## Problem to work on
Express all of the items below as a two-column CSV with the headers "text" and "answer", one row per item. Put each item's text and its answer in their own quoted fields, and replace any line breaks with spaces.

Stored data
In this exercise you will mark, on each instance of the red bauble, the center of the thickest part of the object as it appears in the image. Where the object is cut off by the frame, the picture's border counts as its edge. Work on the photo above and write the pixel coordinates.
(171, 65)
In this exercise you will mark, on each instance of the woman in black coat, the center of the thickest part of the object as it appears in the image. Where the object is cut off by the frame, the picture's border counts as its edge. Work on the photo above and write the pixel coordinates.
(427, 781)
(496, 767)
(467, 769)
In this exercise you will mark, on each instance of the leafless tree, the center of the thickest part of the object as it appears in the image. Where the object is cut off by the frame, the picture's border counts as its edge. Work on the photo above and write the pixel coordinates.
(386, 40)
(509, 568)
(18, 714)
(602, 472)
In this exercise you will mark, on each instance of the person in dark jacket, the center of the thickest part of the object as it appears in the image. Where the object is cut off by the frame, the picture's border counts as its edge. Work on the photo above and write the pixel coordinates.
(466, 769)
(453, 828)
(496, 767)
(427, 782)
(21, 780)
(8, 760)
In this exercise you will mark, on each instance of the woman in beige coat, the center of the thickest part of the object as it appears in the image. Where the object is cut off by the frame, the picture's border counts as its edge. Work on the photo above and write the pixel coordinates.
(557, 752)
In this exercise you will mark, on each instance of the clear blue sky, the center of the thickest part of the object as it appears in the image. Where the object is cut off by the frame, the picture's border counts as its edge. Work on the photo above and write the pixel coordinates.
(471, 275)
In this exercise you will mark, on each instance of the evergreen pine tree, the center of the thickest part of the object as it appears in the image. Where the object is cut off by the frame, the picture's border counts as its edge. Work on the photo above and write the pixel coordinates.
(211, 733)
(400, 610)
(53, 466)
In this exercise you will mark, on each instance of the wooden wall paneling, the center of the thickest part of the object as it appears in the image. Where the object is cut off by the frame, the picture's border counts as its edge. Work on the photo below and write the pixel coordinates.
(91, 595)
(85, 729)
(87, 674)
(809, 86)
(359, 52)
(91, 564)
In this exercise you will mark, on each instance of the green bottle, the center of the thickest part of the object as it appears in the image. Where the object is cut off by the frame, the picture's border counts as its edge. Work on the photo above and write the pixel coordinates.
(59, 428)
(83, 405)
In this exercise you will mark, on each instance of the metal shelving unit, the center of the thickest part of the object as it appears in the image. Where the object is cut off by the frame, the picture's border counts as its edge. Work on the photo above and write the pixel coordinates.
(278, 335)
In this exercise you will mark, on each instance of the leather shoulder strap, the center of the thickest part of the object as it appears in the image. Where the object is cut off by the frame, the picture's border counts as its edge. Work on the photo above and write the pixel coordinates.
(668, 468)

## In response
text,answer
"In this exercise you will mark, on each instance of the red bauble, the center of the thickest part of the object as it appears in the image. Where the object is cut off by the frame, the picture's border counts as its edge. Work on the photo above and write the pixel coordinates.","(171, 65)"
"In this exercise you will mark, on each instance of the woman in black coat, the center of the thickest part of the object as it appears in the image. Where the object is cut off by the frame, the picture's border counts as its edge. Work on the photo above and write the pixel coordinates.","(427, 781) (496, 767) (467, 769)"
"In this exercise you will mark, on each instance of the leafless tree, the center of the thickest part of the object as it appears in the image. Where the object is cut off by the frame, the picture's border counts as its edge. Work on the photo above and write the pixel coordinates.","(386, 40) (509, 568) (18, 714) (602, 472)"
"In this exercise you will mark, on each instance of the person in dark jacket, the center of the thickest part of the object as it appears in the image. Where the object is cut off by the frame, the picture's border counts as its edge. Work on the photo above and write the pixel coordinates.","(466, 769) (453, 828) (496, 767) (427, 782) (21, 780) (8, 760)"
"In this exercise you will mark, on each instance of the woman in beige coat, the center of the thickest part of the object as it appears in the image. Where the object is cut off by the frame, the picture's border counts as its edge. Work on the photo above and write the pixel coordinates.","(557, 752)"
"In this exercise you will mark, on each instance of the clear blue sky, the center of the thickest part of the object as it appears in the image. Where the object is cut off by the frame, the picture's border counts as its edge. Work on the photo above and write the pixel coordinates.","(471, 275)"
"In this exercise you will mark, on each instance of the evergreen pine tree, the center of the thickest part of the object as it appears in the image. Where the object is cut off by the frame, the picture's border counts as its edge. Work on the photo above and write the pixel coordinates.","(211, 733) (400, 610) (53, 466)"
"In this exercise you will mark, on each instance of the wooden wall paneling, the center of the thickest part of the object as it appears in the image. Where the object is cut off by the frame, the picture's border counts as its edge. Work on the photo below and write the pixel coordinates.","(91, 595) (85, 729) (87, 674) (809, 86) (359, 52) (91, 564)"
"In this exercise you will mark, on each instance of the green bottle, the center of the thickest part of the object as it appears in the image. Where the object is cut off by the frame, the picture's border counts as its edge. Work on the photo above and write the pixel coordinates.","(59, 428) (83, 405)"
"In this exercise you will mark, on each instance of the metal shelving unit, the center of the thickest part of the object as it appears in the image. Where the object is cut off by the frame, the picture's border counts as its edge. Work on the photo above and write the pixel coordinates.","(278, 335)"
"In this exercise you will mark, on each instance of the leather shoulder strap, the center of the thickest part of the object as it appears in the image. Where the object is cut off by the frame, the picture's border counts as its edge. Work on the photo above and write the pixel coordinates.","(668, 468)"